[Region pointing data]

:::

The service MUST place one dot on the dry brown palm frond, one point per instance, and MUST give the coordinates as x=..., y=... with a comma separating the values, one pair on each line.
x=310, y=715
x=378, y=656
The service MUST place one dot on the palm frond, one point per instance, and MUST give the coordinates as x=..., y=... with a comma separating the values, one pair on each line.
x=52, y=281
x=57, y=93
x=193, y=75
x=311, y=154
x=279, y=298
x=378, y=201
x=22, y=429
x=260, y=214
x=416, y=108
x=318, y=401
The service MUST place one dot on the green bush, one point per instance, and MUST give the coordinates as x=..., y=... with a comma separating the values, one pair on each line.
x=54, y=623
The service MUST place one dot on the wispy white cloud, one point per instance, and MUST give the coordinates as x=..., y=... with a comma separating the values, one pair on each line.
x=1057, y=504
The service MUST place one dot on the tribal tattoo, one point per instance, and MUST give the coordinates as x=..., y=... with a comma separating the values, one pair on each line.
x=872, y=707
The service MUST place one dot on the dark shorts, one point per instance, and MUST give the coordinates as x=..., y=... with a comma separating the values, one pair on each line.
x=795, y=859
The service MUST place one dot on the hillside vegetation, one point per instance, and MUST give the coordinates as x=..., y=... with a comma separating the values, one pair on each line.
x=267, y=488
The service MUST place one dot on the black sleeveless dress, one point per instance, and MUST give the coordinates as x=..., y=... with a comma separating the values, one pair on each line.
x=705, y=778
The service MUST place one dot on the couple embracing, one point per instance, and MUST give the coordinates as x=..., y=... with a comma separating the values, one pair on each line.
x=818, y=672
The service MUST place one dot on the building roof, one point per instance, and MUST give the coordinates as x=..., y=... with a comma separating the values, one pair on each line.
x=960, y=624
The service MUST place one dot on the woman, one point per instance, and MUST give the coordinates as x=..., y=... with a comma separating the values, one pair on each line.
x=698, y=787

:::

Every entry must be output again exactly as it was given.

The service MUST place one dot on the dry brown palm frond, one point per instance, and MUST give the coordinates as x=..., y=... with a comma separating the values, one pair on each line.
x=310, y=715
x=378, y=656
The service MUST place one dot on the palm frond, one point per instance, and MUST give the coordinates as x=..., y=... with a comma separating the values, one pair on each line.
x=52, y=281
x=57, y=93
x=193, y=75
x=311, y=154
x=279, y=298
x=378, y=201
x=22, y=429
x=260, y=214
x=416, y=108
x=318, y=401
The service MUST place one dot on the green bush, one point per instance, and MUST give the coordinates as x=..., y=... with a comma separating the values, one pair on each line.
x=54, y=623
The service MUST place one dot on the wispy white cloud, one point per instance, and MUST give the coordinates as x=..., y=... with a comma separating the values, one pair on each line.
x=1057, y=504
The service MUST place one dot on the tribal tattoo, one point per instance, and MUST give the coordinates as x=..., y=... with a comma separating the values, one pair on each line.
x=872, y=707
The service MUST place one dot on the dark shorts, one point per instance, and MUST give the coordinates as x=..., y=... with a comma separating the values, one pair on each line.
x=795, y=859
The service MUST place one dot on the hillside vegetation, one point per instance, and MUST give the coordinates as x=..., y=... with a comma separating the values, one pair on each line.
x=267, y=488
The service MUST place one dot on the black sleeveless dress, one point per instance, and MUST give the coordinates as x=..., y=... with a comma separating the values, one pair on each line.
x=705, y=778
The service MUST place one dot on the couple embracing, one point per instance, and MUST give the coordinates as x=..., y=... with a comma separating the values, one pair on each line.
x=818, y=672
The service MUST place one dot on the building roof, one point per instance, and MUST give the coordinates as x=..., y=... with a comma separating the values, one pair on each line.
x=960, y=624
The service MUST place one dot on the woman, one point per instance, and MUST give the coordinates as x=..., y=... with a comma separating the values, one pair on each line.
x=698, y=787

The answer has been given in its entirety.